> [SHORT PROBLEM]: Rewrite the listing below, swapping "suit sleeve" for "jacket sleeve" and leaving everything else unchanged.

begin RECORDED DATA

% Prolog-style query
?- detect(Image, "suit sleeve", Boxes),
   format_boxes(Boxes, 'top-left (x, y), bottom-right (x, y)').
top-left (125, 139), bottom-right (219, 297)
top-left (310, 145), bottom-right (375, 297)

end RECORDED DATA

> [REPLY]:
% Prolog-style query
?- detect(Image, "jacket sleeve", Boxes),
   format_boxes(Boxes, 'top-left (x, y), bottom-right (x, y)').
top-left (125, 139), bottom-right (219, 297)
top-left (310, 145), bottom-right (375, 297)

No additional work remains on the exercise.